- _DOCUMENT SEGMENT_:
=== Section Start ===

Mars and the Birth of Gaia

A substantial legacy of Viking is that scientists have gained a better sense of the finely tuned ballet of biogeochemical cycles that sus­tain Earth’s vibrant biosphere. The Viking missions unexpectedly became integral to the late-twentieth-century view of the Earth’s biosphere as a self-sustaining system produced by biota interacting with the planet’s geochemistry. Brian Skinner and Barbara Murck assert that future historians will consider discovery of the com­plex interactions between Earth’s biota and geologic, hydrologic, and atmospheric cycles among the most significant scientific con­tributions of the twentieth century.55 This sea change in thinking about our planet began to emerge in the 1960s and was sparked by British scientist James Lovelock’s Gaia hypothesis. That idea later

evolved into Gaia Theory and the academic discipline referred to as Earth System Science.

=== Section End ===

- _TO DO_:
[A] In the Mars and Gaia text, whose hypothesis sparked the change in thinking about Earth that began in the 1960s?
[B] Return everything in the Mars and Gaia text from "A substantial legacy" down to "Earth System Science.", copied word for word.
The listing that follows is separate material, unrelated to the Mars and Gaia text.

- _DATA FOR ANALYSIS_:
=== Section Start ===

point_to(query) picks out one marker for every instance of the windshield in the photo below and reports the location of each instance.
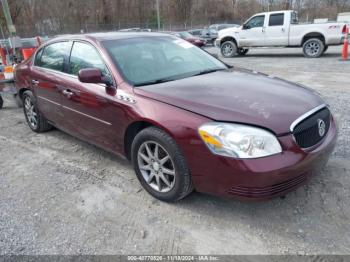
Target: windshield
(151, 60)
(186, 35)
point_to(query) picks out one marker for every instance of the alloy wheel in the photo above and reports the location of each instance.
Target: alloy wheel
(227, 49)
(31, 113)
(156, 166)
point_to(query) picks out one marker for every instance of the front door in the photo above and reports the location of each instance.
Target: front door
(46, 76)
(277, 30)
(90, 112)
(253, 32)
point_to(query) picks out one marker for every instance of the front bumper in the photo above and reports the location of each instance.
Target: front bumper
(217, 42)
(263, 178)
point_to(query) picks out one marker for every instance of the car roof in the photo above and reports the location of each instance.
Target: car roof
(107, 36)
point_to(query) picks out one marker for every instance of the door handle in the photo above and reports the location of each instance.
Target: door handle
(35, 82)
(68, 93)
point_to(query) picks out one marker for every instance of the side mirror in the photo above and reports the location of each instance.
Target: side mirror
(90, 75)
(93, 76)
(215, 56)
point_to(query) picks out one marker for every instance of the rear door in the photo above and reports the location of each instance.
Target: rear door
(253, 32)
(89, 110)
(277, 30)
(46, 76)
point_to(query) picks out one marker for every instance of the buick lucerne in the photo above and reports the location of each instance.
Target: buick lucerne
(185, 120)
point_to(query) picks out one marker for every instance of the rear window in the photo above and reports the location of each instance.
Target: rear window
(276, 20)
(54, 56)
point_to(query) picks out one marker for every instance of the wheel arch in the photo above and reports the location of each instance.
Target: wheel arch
(136, 127)
(228, 38)
(22, 90)
(311, 35)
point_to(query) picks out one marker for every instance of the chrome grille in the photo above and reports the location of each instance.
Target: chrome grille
(311, 130)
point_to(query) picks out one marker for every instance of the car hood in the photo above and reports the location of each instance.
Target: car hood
(239, 96)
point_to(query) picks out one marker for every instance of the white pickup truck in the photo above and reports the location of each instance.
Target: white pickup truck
(280, 29)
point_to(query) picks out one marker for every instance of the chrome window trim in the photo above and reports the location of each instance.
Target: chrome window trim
(306, 115)
(91, 117)
(54, 71)
(48, 100)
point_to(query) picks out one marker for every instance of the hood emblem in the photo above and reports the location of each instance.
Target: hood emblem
(321, 127)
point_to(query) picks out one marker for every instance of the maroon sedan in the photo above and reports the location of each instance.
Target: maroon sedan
(185, 119)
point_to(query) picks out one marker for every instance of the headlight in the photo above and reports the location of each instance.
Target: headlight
(239, 141)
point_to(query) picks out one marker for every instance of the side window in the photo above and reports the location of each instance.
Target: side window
(257, 21)
(276, 20)
(84, 55)
(54, 55)
(37, 60)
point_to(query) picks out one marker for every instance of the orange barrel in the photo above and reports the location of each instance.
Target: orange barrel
(27, 52)
(8, 72)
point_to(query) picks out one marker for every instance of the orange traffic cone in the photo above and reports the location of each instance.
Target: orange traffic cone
(345, 52)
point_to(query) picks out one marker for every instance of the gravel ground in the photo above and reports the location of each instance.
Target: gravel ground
(59, 195)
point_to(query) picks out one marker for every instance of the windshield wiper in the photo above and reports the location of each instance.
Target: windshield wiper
(153, 82)
(208, 71)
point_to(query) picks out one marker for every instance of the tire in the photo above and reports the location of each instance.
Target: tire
(313, 48)
(18, 100)
(148, 165)
(35, 120)
(242, 51)
(228, 49)
(325, 49)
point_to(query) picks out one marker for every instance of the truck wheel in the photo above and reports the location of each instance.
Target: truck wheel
(313, 48)
(229, 49)
(242, 51)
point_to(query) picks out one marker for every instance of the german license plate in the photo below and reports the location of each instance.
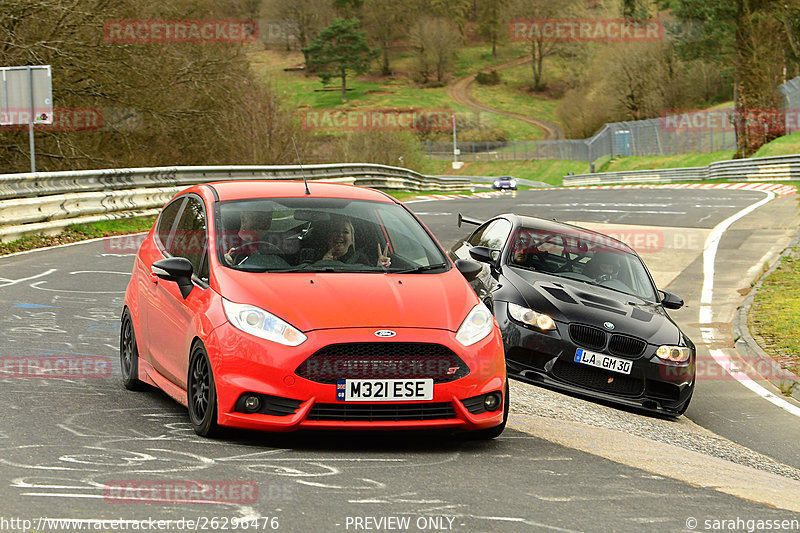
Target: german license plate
(380, 390)
(599, 360)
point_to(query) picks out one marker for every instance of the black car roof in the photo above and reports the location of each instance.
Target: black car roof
(554, 226)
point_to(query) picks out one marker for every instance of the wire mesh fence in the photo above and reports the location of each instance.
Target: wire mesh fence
(674, 133)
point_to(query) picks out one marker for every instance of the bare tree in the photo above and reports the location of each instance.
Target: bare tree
(540, 46)
(188, 101)
(385, 21)
(307, 17)
(437, 41)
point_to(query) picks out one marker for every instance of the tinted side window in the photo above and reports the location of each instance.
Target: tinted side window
(166, 220)
(190, 240)
(493, 235)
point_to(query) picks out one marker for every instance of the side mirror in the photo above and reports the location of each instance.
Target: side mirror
(671, 301)
(485, 255)
(469, 269)
(177, 269)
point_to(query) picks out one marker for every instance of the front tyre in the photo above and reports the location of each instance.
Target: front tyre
(685, 405)
(493, 433)
(129, 354)
(201, 394)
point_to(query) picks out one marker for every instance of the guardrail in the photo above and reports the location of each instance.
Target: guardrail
(47, 202)
(776, 168)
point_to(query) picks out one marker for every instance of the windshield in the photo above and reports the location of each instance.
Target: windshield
(582, 256)
(323, 235)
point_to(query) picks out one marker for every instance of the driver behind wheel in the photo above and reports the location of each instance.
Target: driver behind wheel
(253, 236)
(603, 267)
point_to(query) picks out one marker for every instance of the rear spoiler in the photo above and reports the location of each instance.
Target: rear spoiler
(468, 221)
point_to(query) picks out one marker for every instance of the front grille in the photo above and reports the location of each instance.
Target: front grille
(587, 336)
(270, 405)
(626, 346)
(595, 378)
(396, 412)
(528, 358)
(383, 360)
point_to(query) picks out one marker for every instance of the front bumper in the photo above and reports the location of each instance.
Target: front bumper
(547, 358)
(246, 364)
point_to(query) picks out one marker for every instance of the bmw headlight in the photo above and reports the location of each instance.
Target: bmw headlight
(531, 317)
(476, 326)
(256, 321)
(677, 354)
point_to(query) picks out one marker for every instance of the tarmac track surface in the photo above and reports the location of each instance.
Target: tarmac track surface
(70, 447)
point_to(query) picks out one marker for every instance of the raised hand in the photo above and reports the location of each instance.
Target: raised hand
(383, 256)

=== Section End ===

- _TASK RESPONSES_:
[A] The British scientist James Lovelock's Gaia hypothesis sparked it.

[B]
A substantial legacy of Viking is that scientists have gained a better sense of the finely tuned ballet of biogeochemical cycles that sus­tain Earth’s vibrant biosphere. The Viking missions unexpectedly became integral to the late-twentieth-century view of the Earth’s biosphere as a self-sustaining system produced by biota interacting with the planet’s geochemistry. Brian Skinner and Barbara Murck assert that future historians will consider discovery of the com­plex interactions between Earth’s biota and geologic, hydrologic, and atmospheric cycles among the most significant scientific con­tributions of the twentieth century.55 This sea change in thinking about our planet began to emerge in the 1960s and was sparked by British scientist James Lovelock’s Gaia hypothesis. That idea later

evolved into Gaia Theory and the academic discipline referred to as Earth System Science.